Decide whether each statement below agrees with the passage about Matt Creighton's family. Answer yes or no for each and quote the deciding words. (a) Matt's neighbors give him a dog to replace the one he lost. (b) Ross Milton brings the news that Tom has been killed. (c) Ross Milton's newspaper letter is addressed to the men who burned down Matt's barn.

■ **Text excerpt**

◆ ◆ ◆

That spring, Matt’s neighbors come to his aid, banding together to get him new grain, hay, and farming equipment to replace everything that was destroyed in the barn fire. They clean his well, volunteer their labor, and even provide a replacement dog.

 

Men who have been wounded in the battle of Shiloh pour into Illinois. One of these wounded men, a neighbor called Dan Lawrence, brings news that Tom has been killed. He was shot as he watched boats arriving with reinforcements. Ross Milton publishes a letter in the newspaper to the men who burned down Matt Creighton’s barn. The letter points out that Matt has not only been punished by the loss of his barn, but now his son has been killed. He reminds readers that Tom Creighton died facing his opponents bravely in battle, in contrast with the cowards who set fire to the Creighton barn at night and ran away – and have never faced a Confederate bullet.

◆ ◆ ◆

■ **Data records**

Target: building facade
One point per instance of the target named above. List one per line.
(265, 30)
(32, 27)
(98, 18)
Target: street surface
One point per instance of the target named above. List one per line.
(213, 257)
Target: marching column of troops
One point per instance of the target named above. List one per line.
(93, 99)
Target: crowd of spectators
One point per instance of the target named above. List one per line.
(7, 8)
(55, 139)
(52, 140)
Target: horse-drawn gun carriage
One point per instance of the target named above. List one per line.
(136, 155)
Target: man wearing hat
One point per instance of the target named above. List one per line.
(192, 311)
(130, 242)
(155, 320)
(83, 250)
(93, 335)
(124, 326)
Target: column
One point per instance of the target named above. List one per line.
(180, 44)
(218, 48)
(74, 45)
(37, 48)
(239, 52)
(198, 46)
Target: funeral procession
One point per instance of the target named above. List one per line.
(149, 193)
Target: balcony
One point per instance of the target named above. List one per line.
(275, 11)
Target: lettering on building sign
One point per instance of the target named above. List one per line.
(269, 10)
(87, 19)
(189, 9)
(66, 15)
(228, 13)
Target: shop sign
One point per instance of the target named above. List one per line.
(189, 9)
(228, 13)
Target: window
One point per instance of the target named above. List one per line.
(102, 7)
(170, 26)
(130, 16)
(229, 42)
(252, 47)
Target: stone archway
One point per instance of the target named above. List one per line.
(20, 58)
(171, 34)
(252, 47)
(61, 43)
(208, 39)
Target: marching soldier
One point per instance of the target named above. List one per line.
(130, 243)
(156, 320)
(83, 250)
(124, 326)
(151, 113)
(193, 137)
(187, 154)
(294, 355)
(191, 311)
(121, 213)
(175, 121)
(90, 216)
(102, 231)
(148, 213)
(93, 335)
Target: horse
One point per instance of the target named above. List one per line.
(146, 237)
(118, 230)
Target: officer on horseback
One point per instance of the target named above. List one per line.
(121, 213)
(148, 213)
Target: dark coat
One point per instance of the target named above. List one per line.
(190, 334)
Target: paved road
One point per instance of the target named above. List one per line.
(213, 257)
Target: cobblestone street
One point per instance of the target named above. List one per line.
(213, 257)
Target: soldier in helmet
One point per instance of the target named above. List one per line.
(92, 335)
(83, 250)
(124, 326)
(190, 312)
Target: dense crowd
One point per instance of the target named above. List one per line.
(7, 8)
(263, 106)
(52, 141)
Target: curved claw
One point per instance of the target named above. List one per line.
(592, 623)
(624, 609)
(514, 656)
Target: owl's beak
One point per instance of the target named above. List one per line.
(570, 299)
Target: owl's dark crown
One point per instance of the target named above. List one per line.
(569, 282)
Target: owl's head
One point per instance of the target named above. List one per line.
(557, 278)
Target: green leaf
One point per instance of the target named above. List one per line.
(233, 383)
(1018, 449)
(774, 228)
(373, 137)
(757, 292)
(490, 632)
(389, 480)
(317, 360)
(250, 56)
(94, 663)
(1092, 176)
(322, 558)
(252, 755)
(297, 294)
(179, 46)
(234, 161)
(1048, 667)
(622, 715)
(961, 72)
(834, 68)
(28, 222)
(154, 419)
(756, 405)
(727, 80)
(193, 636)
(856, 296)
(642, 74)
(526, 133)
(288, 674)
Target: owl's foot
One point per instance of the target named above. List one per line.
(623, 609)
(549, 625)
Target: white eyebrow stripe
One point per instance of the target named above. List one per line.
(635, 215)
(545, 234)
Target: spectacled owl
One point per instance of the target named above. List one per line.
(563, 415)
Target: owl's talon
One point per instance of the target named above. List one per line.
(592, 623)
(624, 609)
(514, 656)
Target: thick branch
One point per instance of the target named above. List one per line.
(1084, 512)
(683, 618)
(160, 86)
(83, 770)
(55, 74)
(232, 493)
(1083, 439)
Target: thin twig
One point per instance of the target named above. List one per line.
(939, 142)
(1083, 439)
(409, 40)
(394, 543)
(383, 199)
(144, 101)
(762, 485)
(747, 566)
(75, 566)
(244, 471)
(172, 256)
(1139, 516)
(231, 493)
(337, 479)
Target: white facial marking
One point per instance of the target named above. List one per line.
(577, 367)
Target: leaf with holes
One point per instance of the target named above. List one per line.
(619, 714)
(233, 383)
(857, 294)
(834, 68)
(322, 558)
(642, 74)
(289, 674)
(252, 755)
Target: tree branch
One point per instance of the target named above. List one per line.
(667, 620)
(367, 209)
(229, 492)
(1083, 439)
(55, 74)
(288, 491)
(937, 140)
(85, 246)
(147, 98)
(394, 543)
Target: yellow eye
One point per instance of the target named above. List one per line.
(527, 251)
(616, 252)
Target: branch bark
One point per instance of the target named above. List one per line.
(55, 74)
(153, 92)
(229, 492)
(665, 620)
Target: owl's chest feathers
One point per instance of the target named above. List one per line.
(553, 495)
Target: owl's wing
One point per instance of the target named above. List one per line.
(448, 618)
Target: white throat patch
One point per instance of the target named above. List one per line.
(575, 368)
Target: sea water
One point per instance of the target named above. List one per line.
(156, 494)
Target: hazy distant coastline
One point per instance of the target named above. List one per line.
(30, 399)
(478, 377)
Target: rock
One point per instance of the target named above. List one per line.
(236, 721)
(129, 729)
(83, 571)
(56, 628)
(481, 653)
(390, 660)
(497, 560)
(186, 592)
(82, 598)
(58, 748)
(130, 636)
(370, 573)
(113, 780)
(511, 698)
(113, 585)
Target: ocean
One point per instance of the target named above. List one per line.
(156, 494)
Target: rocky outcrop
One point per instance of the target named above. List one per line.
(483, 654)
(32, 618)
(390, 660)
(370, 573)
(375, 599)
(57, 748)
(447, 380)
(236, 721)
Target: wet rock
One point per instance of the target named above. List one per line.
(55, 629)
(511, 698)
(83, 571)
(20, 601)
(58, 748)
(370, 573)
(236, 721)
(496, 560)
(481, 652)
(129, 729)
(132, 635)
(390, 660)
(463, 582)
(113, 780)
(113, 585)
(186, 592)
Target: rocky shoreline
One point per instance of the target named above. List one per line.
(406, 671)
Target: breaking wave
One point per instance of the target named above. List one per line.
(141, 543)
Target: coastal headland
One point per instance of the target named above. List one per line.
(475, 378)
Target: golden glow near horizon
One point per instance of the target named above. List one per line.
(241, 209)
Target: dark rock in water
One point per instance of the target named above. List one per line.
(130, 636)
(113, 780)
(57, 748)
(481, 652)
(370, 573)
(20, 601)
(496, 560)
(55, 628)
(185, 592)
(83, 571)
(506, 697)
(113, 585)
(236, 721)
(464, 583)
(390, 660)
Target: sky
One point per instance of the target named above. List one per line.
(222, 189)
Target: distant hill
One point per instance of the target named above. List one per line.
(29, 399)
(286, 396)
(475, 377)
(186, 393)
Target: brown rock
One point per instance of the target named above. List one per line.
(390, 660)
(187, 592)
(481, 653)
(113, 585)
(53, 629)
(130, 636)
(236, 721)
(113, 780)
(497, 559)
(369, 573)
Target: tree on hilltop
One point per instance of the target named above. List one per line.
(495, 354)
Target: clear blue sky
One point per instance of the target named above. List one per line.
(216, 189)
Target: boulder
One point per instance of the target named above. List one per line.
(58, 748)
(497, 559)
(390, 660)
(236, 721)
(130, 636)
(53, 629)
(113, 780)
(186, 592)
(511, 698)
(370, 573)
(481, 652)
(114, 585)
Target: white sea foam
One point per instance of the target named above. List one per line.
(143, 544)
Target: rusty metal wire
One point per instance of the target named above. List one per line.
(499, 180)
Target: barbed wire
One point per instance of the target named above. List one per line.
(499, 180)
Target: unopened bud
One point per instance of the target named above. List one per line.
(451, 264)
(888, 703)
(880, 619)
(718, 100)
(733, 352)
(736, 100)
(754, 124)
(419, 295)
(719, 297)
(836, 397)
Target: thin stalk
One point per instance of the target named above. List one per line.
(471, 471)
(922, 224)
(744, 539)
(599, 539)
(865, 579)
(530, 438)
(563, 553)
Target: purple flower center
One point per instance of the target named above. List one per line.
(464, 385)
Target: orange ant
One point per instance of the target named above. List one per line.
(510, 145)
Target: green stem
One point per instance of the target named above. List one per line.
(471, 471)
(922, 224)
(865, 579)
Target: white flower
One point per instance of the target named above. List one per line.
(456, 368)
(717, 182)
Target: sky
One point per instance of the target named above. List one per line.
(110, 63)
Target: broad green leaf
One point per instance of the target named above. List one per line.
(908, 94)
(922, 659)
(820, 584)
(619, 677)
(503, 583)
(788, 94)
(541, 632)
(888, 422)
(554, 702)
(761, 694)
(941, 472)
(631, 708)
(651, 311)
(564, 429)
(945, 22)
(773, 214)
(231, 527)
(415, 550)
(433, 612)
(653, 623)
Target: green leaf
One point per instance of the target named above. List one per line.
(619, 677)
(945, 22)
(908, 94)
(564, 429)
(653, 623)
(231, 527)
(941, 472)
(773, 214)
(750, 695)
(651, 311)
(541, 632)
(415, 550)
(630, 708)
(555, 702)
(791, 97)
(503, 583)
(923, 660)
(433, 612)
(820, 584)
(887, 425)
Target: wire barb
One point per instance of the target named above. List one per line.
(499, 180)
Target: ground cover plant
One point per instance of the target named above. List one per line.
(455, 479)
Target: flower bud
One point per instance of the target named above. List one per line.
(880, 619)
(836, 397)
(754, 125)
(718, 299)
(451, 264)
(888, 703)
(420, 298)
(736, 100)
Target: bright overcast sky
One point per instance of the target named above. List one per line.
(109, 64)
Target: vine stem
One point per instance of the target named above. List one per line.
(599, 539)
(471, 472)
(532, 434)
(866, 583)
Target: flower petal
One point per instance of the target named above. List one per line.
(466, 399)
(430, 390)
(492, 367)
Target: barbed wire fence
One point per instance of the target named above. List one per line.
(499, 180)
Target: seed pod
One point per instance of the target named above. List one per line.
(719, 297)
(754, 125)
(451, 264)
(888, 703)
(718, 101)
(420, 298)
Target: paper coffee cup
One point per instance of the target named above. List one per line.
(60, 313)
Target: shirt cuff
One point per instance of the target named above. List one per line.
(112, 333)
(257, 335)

◆ ◆ ◆

■ **Response to the task**
(a) Yes: "and even provide a replacement dog."
(b) No: "a neighbor called Dan Lawrence, brings news that Tom has been killed."
(c) Yes: "Ross Milton publishes a letter in the newspaper to the men who burned down Matt Creighton’s barn."